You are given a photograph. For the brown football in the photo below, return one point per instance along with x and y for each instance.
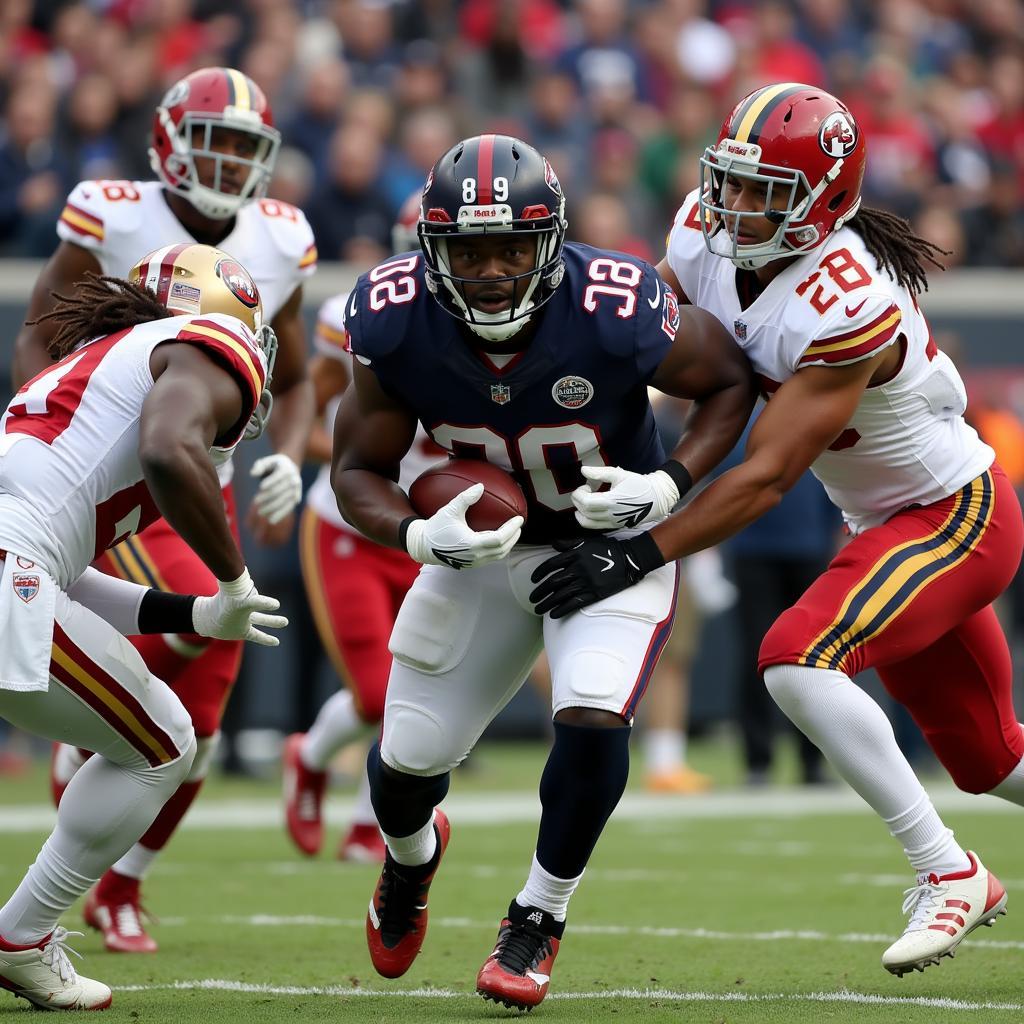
(502, 497)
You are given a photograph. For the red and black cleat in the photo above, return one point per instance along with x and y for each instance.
(396, 922)
(518, 972)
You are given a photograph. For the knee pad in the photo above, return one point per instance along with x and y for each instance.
(206, 747)
(421, 737)
(432, 631)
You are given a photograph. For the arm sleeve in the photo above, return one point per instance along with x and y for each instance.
(860, 330)
(115, 600)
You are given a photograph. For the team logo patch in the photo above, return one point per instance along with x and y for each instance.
(27, 587)
(571, 392)
(185, 297)
(236, 276)
(838, 134)
(670, 313)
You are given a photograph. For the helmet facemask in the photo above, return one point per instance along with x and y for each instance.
(544, 278)
(721, 226)
(192, 139)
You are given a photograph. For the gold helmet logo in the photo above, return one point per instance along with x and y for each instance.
(195, 279)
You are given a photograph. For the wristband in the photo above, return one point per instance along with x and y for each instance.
(161, 612)
(679, 473)
(403, 530)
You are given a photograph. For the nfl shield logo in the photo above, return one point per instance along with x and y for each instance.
(27, 587)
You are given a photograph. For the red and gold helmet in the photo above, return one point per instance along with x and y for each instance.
(183, 132)
(796, 139)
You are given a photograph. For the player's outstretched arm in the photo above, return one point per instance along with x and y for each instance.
(706, 365)
(372, 434)
(802, 419)
(193, 402)
(61, 273)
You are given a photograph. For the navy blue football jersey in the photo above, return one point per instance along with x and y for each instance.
(576, 395)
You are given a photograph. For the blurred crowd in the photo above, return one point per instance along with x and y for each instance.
(621, 94)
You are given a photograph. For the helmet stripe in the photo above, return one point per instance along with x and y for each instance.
(484, 170)
(751, 120)
(240, 89)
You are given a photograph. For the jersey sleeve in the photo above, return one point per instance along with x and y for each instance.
(228, 342)
(657, 322)
(860, 328)
(83, 219)
(685, 245)
(330, 335)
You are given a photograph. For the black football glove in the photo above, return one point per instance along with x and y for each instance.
(586, 571)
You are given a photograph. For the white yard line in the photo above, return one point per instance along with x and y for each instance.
(647, 994)
(513, 807)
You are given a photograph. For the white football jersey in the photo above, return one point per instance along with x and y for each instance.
(71, 480)
(331, 340)
(907, 442)
(121, 221)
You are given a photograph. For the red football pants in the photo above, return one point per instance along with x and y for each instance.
(912, 599)
(355, 588)
(200, 671)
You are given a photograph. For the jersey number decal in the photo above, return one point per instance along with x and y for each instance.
(389, 287)
(843, 270)
(617, 280)
(550, 456)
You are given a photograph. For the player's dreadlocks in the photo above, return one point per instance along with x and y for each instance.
(102, 305)
(899, 252)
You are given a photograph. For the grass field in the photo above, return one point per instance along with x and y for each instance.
(732, 907)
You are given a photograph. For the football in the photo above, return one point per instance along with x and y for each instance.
(502, 497)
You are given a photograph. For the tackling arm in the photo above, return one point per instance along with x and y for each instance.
(193, 402)
(372, 434)
(61, 273)
(821, 400)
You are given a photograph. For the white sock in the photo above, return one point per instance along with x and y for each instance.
(1012, 787)
(363, 809)
(855, 735)
(337, 724)
(136, 862)
(664, 750)
(928, 844)
(413, 850)
(547, 892)
(104, 810)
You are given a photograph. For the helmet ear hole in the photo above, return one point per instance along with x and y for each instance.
(837, 201)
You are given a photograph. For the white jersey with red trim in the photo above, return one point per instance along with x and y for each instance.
(71, 480)
(331, 340)
(121, 221)
(907, 441)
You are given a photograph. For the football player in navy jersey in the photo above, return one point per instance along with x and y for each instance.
(513, 346)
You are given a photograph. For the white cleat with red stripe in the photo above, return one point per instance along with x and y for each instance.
(944, 910)
(44, 976)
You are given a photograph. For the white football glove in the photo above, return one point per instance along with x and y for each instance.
(634, 498)
(280, 486)
(444, 539)
(236, 610)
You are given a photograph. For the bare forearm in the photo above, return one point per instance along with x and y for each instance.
(374, 505)
(292, 420)
(186, 491)
(713, 429)
(723, 509)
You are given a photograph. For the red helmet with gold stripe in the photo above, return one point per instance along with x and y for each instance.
(799, 141)
(192, 152)
(198, 280)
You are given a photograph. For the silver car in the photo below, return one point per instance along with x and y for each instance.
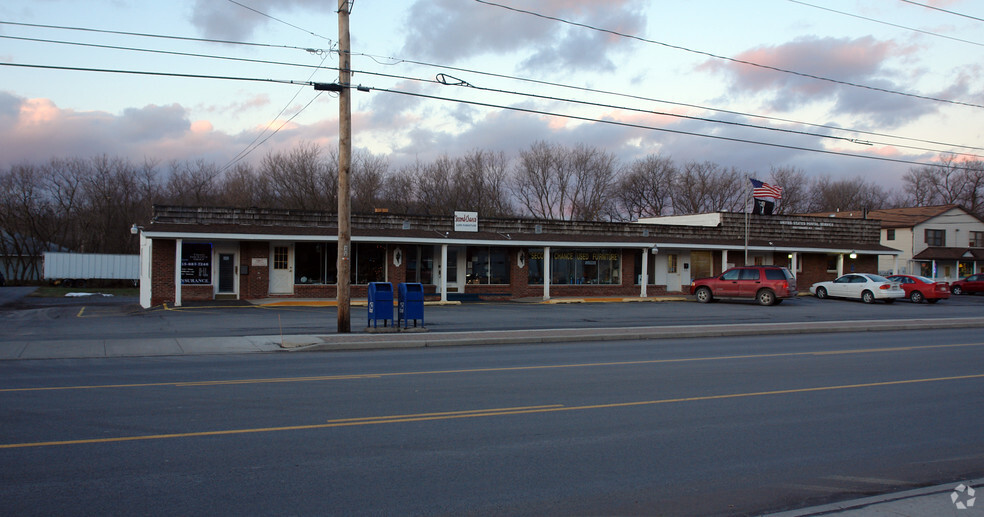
(866, 287)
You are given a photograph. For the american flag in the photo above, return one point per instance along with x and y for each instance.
(761, 189)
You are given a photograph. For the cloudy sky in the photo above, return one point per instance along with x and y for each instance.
(752, 84)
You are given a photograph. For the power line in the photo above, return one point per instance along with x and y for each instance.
(590, 90)
(162, 36)
(165, 52)
(673, 103)
(318, 67)
(943, 10)
(653, 128)
(278, 20)
(887, 23)
(160, 74)
(731, 59)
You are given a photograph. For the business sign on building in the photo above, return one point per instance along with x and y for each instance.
(466, 221)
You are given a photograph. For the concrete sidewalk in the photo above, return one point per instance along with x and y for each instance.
(955, 499)
(390, 337)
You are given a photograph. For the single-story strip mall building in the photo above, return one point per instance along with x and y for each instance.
(206, 253)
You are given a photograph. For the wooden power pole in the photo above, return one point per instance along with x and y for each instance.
(344, 168)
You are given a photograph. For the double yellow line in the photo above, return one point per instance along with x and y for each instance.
(450, 415)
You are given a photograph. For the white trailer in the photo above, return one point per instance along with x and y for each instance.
(74, 269)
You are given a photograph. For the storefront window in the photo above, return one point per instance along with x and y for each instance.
(534, 266)
(576, 266)
(487, 266)
(369, 262)
(314, 263)
(420, 264)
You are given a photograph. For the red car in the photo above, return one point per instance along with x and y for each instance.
(769, 285)
(919, 288)
(970, 285)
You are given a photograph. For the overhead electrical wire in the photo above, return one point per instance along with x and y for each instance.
(161, 36)
(943, 10)
(261, 13)
(886, 23)
(650, 99)
(422, 63)
(654, 128)
(731, 59)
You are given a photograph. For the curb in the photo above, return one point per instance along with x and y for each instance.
(421, 339)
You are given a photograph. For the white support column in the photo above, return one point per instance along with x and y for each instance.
(146, 266)
(645, 272)
(546, 273)
(444, 272)
(177, 272)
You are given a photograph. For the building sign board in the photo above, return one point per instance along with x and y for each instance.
(196, 263)
(466, 221)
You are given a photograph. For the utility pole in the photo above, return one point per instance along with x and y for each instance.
(344, 167)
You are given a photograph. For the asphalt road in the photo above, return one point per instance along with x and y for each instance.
(672, 427)
(113, 318)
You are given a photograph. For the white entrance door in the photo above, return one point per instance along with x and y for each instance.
(282, 269)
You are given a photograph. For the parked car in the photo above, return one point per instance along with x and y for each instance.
(970, 285)
(769, 285)
(919, 288)
(866, 287)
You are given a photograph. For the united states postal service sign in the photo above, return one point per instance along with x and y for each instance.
(466, 221)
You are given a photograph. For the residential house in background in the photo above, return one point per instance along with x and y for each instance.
(943, 242)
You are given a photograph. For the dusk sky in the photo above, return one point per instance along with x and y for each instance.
(907, 77)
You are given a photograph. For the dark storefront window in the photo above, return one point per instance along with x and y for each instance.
(314, 263)
(317, 263)
(420, 264)
(576, 266)
(487, 266)
(369, 263)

□ □ □

# EXERCISE OBJECTIVE
Recast the entries above as a JSON list of strings, with one string for each line and blank lines skipped. Leave the pictures out.

# ANSWER TO THIS PROBLEM
[
  "You are given a photograph. For the brown football in the photo below, return one point per instance along with x and y for each instance.",
  "(502, 497)",
  "You are given a photograph. For the red and black cleat in the photo above, return one point per instance along with x and y for each instance.",
  "(396, 922)",
  "(518, 972)",
  "You are given a photograph. For the knee pad in the photo above, return one point per instance along with x and y for each instance.",
  "(206, 747)",
  "(421, 737)",
  "(432, 631)",
  "You are given a photograph. For the arm sleeve in the photo above, return one point per instance along with x and y for each instance.",
  "(860, 330)",
  "(115, 600)",
  "You are given a photograph. For the team logo patch in the photo above, return one point per instance along with x and y for each instance.",
  "(27, 587)",
  "(571, 392)",
  "(185, 297)",
  "(236, 276)",
  "(838, 134)",
  "(670, 313)",
  "You are given a photograph. For the helmet facemask in the photo above, return one point per instance along with x and y for each instance.",
  "(544, 278)",
  "(721, 226)",
  "(192, 139)",
  "You are given a photograph. For the gold helmet logo in the photo above, return one point per instance along with x and y for each instance.",
  "(195, 279)",
  "You are given a photograph. For the wristband in the photo above, return one point per instance along with x and y for each instance.",
  "(161, 612)",
  "(679, 473)",
  "(403, 530)",
  "You are given a photograph. For the nfl shield logo in the photo above, return one point per instance along with x and y for each instance.",
  "(27, 587)",
  "You are given a photograph. For the red and gold helmet in the photo above, return one point per instance along with x and y for each instance.",
  "(183, 132)",
  "(796, 139)",
  "You are given a photograph. For the player's outstretched arm in the photo above, return one point per instance along with x and y for each instance.",
  "(706, 365)",
  "(372, 434)",
  "(802, 419)",
  "(193, 402)",
  "(61, 273)",
  "You are given a photograph. For the navy blue football jersey in the photo above, return one point per instance along with x and y for each instance.",
  "(576, 395)",
  "You are given a photograph. For the blurred crowd in the photo above, return one point per instance along with x and y for each instance.",
  "(621, 94)",
  "You are given a photograph. For the helmet stripe in the photo above, return one point per instance along with x and y for each instance.",
  "(484, 170)",
  "(751, 120)",
  "(240, 89)",
  "You are given a photograph. For the jersey sleeve in the photo above, return one point per instance along with x and y for each instance.",
  "(228, 342)",
  "(657, 322)",
  "(860, 328)",
  "(83, 219)",
  "(685, 245)",
  "(330, 335)",
  "You are given a photograph. For the black football glove in the photo above, return one point per instance along with x and y for each instance.",
  "(586, 571)",
  "You are given a photograph. For the white yard line in the photo above, return one point per instance along with x and y for each instance.",
  "(647, 994)",
  "(513, 807)",
  "You are given a photograph. For the white football jersey in the photo above, return one point per instance along with x and y for each instance.",
  "(71, 480)",
  "(331, 340)",
  "(907, 442)",
  "(121, 221)",
  "You are given a photograph. For the red football pants in the photo above, return one point per instance along with x and y for each instance.",
  "(912, 599)",
  "(355, 588)",
  "(200, 671)",
  "You are given a photograph. For the jersey number decal in the photo above, return one point per instance along with x and y for each instance.",
  "(389, 287)",
  "(843, 270)",
  "(617, 280)",
  "(550, 456)",
  "You are given a photograph. For the player's dreadlocks in the photo above, return one point per instance along with x and y for each instance.",
  "(102, 305)",
  "(899, 252)",
  "You are given a photograph. For the grass field in the photo above, return one point per instance along with x and y for each instance.",
  "(732, 907)",
  "You are given a photograph. For the football in the photo above, return one point per instance along with x and y for each instance.",
  "(502, 497)",
  "You are given a photograph. For the tackling arm in the photo above, return one point per instance along with x and y for each instance.",
  "(193, 402)",
  "(372, 434)",
  "(61, 273)",
  "(821, 400)",
  "You are given a photograph. For the white sock in the photo above, return one point per instance along with x and y for each instance.",
  "(1012, 787)",
  "(363, 809)",
  "(855, 735)",
  "(337, 724)",
  "(136, 862)",
  "(664, 750)",
  "(928, 844)",
  "(413, 850)",
  "(547, 892)",
  "(104, 810)",
  "You are given a photograph. For the helmet ear hole in the photo above, return one point per instance along with x and y for each instance.",
  "(837, 201)",
  "You are given a photograph. For the white jersey with red trim in the photo above, return one point per instance along with x and y for each instance.",
  "(71, 480)",
  "(331, 340)",
  "(121, 221)",
  "(907, 441)",
  "You are given a photograph. For the football player in navy jersey in the photo above, return one point per instance along with x and y for each instance.",
  "(513, 346)",
  "You are given a photograph. For the white cleat with red stripe in the photo above, return one point per instance along with x and y for each instance.",
  "(944, 910)",
  "(44, 976)",
  "You are given a photograph. For the white football glove in the photo above, return one point per instance along with x and y for each instance.",
  "(634, 498)",
  "(280, 486)",
  "(444, 539)",
  "(236, 610)",
  "You are given a photograph. For the bare forearm in the photo above, return one point per instance along with x and y for each instance.",
  "(374, 505)",
  "(292, 420)",
  "(186, 491)",
  "(713, 429)",
  "(723, 509)",
  "You are given a photograph. For the red helmet with gold stripe in the photo above, return one point per instance along with x and y for each instance.",
  "(799, 141)",
  "(192, 152)",
  "(198, 280)",
  "You are given a photograph. For the silver car in the photo below, return one point per instance along with x and y for each instance.",
  "(866, 287)",
  "You are given a photograph. For the american flag in the photo above, return one point per instance along with x and y for each instance.",
  "(761, 189)",
  "You are given a photograph. For the cloudy sky in the photo above, return one point per instance along with x and y for each instance.",
  "(752, 84)",
  "You are given a photograph. For the power line in the photo above, return one point per instance along with x and y for each instance.",
  "(590, 90)",
  "(162, 36)",
  "(165, 52)",
  "(673, 103)",
  "(318, 67)",
  "(943, 10)",
  "(653, 128)",
  "(278, 20)",
  "(887, 23)",
  "(160, 74)",
  "(731, 59)",
  "You are given a photograph. For the business sign on building in the photo above, return one point per instance along with x and y for each instance.",
  "(466, 221)",
  "You are given a photograph. For the concrete sidewalk in the photo above, return one point per instance along with x and y for each instance.",
  "(955, 499)",
  "(390, 337)",
  "You are given a photograph. For the single-story strip mall building in the photo above, return one point per instance along with x and y for each instance.",
  "(206, 253)",
  "You are given a photograph. For the wooden power pole in the photo above, return one point per instance along with x and y for each instance.",
  "(344, 168)",
  "You are given a photograph. For the double yellow line in the photo above, return one point per instance along with x and y for each instance.",
  "(450, 415)",
  "You are given a photograph. For the white trailer in the photo above, return one point per instance along with x and y for each instance.",
  "(74, 269)",
  "You are given a photograph. For the storefront window in the photo above, return one point per instance along with x and y for each instance.",
  "(534, 266)",
  "(576, 266)",
  "(487, 266)",
  "(369, 262)",
  "(314, 263)",
  "(420, 264)",
  "You are given a photograph. For the red car in the photo above, return one point per instance along with x and y for each instance.",
  "(769, 285)",
  "(919, 288)",
  "(970, 285)",
  "You are given a photograph. For the overhead electrical wire in the photo above, return one point per instance along with x and y for each instance.",
  "(161, 36)",
  "(943, 10)",
  "(261, 13)",
  "(886, 23)",
  "(650, 99)",
  "(422, 63)",
  "(654, 128)",
  "(731, 59)",
  "You are given a photograph. For the curb in the photo above, return one point per instance along with x and y for each instance.",
  "(421, 339)",
  "You are given a photograph. For the white support column in the photo above, return one point per instance along with x and y for each instance.",
  "(146, 266)",
  "(645, 272)",
  "(546, 273)",
  "(444, 272)",
  "(177, 272)",
  "You are given a photograph. For the building sign board in the photo above, return one point per instance along with x and y for each instance.",
  "(196, 263)",
  "(466, 221)",
  "You are given a photograph. For the utility pole in the photo above, return one point per instance along with x and y for each instance.",
  "(344, 167)",
  "You are given a photograph. For the asphalt road in the photo above, return one point per instance along with x and y for each instance.",
  "(672, 427)",
  "(113, 318)",
  "You are given a photograph. For the white entrance door in the photo above, return one point per instance along with x and y for each instance.",
  "(282, 269)",
  "You are given a photograph. For the parked car in the photo above, return one point per instance along with x and y for each instance.",
  "(970, 285)",
  "(769, 285)",
  "(919, 288)",
  "(866, 287)",
  "You are given a photograph. For the united states postal service sign in the photo above, return one point per instance along with x and y for each instance.",
  "(466, 221)",
  "You are given a photograph. For the residential house in background in the photo above, return one point per instance along with x and y for each instance.",
  "(943, 242)",
  "You are given a photograph. For the dusk sky in the photo above, return one point per instance along with x and y for each instance.",
  "(907, 77)",
  "You are given a photograph. For the dark storefront window in the photo above, return one point per instance along with x and y for each instance.",
  "(314, 263)",
  "(317, 263)",
  "(420, 264)",
  "(576, 266)",
  "(487, 266)",
  "(369, 263)"
]